#### [Exercise data]
○ ○ ○ ○ ○ ○ ○
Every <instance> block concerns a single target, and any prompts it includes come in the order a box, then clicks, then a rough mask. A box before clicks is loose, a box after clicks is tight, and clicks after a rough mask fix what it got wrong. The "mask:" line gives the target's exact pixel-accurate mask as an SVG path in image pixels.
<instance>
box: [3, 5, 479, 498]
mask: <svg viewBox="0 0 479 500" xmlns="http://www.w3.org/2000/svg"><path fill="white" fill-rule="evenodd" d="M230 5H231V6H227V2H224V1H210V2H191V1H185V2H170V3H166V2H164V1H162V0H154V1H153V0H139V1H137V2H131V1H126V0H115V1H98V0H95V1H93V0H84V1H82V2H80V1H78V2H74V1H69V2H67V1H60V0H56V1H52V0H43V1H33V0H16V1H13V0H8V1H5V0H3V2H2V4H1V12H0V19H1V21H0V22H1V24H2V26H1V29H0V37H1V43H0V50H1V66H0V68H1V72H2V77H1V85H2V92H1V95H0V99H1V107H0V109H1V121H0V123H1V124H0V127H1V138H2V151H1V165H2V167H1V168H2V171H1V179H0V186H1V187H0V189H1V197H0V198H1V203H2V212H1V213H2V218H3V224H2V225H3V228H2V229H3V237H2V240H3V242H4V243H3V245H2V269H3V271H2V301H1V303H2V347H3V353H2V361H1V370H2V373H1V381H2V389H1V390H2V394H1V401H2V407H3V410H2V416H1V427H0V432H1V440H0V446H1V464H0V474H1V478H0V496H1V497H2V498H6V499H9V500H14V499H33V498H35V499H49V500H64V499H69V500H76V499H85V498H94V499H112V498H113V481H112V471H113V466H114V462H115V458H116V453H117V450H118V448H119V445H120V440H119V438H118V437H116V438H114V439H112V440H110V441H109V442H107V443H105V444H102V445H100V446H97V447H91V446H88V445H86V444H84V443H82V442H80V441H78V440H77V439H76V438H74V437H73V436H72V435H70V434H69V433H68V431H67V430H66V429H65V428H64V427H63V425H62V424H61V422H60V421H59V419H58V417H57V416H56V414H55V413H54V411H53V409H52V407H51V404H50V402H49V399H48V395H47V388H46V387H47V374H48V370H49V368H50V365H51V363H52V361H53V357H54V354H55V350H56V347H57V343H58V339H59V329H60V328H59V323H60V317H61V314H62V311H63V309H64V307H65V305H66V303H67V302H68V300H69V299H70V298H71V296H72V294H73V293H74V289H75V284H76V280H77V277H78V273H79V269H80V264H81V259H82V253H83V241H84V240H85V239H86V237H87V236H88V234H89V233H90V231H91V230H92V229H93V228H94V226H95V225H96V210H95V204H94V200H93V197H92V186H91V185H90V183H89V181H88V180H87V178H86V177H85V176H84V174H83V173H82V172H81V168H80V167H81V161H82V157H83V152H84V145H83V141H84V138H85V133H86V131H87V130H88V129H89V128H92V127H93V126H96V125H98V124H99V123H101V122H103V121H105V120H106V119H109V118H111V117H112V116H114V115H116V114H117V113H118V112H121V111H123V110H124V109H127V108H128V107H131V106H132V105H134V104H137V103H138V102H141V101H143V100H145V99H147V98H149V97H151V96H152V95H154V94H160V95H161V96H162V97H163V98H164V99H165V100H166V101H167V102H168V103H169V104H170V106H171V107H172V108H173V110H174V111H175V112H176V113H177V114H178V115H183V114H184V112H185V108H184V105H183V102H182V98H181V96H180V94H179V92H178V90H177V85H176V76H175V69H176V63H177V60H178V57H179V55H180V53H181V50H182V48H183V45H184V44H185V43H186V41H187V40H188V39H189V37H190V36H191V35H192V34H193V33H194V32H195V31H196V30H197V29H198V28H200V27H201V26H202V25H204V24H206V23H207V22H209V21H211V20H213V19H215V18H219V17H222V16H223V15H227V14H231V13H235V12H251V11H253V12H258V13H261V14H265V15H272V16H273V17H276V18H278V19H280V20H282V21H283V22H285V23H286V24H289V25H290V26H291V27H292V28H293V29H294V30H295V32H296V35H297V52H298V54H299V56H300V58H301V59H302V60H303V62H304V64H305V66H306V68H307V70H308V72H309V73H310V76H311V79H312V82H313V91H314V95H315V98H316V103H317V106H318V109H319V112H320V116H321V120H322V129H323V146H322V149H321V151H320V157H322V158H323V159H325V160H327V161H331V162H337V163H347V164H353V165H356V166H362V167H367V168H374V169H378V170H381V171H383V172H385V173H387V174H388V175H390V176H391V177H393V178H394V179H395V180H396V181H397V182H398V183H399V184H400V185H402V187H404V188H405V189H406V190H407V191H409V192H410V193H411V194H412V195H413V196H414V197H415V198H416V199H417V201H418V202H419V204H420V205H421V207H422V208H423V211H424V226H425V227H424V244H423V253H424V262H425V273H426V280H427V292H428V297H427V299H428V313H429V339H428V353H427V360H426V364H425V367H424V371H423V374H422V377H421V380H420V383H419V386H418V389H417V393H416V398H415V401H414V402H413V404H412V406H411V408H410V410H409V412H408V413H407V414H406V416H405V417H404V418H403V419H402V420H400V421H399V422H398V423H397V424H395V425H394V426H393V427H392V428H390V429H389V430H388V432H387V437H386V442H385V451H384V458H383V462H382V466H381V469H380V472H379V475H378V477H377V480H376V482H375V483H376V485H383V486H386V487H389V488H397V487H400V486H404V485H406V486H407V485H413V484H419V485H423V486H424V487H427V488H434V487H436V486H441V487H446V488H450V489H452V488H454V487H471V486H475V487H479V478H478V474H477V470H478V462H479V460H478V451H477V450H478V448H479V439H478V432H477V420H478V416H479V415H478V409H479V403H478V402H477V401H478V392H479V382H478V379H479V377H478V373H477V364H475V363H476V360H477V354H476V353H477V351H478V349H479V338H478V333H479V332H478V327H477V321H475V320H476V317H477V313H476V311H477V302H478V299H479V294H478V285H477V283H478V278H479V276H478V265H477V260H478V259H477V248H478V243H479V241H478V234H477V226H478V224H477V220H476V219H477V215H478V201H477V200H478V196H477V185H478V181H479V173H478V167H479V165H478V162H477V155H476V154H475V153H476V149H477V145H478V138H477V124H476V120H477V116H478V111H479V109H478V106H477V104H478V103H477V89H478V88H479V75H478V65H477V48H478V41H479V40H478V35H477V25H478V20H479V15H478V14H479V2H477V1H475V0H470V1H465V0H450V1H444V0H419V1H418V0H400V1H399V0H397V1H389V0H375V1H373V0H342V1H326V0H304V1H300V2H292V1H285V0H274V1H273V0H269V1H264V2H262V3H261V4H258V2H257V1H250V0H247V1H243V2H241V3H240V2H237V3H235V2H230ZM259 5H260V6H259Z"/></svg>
○ ○ ○ ○ ○ ○ ○
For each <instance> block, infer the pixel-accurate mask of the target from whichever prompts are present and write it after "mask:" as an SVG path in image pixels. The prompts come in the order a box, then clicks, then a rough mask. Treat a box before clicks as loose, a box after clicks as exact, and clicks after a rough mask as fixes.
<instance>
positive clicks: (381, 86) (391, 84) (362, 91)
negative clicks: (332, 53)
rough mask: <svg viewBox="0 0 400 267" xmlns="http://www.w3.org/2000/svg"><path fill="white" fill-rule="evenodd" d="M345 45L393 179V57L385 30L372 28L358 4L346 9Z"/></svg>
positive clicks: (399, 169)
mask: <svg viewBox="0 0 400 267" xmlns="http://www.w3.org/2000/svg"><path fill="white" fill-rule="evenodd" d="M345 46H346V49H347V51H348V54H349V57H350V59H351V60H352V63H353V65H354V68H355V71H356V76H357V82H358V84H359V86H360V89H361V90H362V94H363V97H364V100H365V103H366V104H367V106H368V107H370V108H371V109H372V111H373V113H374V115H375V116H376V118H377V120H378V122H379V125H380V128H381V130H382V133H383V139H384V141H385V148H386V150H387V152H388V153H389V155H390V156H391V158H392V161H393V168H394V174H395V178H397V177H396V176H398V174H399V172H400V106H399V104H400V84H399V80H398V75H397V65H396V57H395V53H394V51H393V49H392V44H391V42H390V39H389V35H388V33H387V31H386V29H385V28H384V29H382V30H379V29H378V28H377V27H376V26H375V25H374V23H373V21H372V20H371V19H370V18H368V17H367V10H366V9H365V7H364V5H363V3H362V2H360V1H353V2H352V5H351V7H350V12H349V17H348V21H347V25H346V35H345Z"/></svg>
○ ○ ○ ○ ○ ○ ○
#### [The task]
Of the lines in the data, report each one containing the string "exact".

#### [Answer box]
Every <instance> block concerns a single target, and any prompts it includes come in the order a box, then clicks, then a rough mask. A box before clicks is loose, a box after clicks is tight, and clicks after a rough mask fix what it got wrong. The "mask:" line gives the target's exact pixel-accurate mask as an SVG path in image pixels.
For each <instance> block, infer the pixel-accurate mask of the target from whichever prompts are present and write it after "mask:" as an SVG path in image pixels. The prompts come in the order a box, then clicks, then a rough mask. Treat a box before clicks as loose, a box after clicks as exact, and clicks after a rough mask as fixes.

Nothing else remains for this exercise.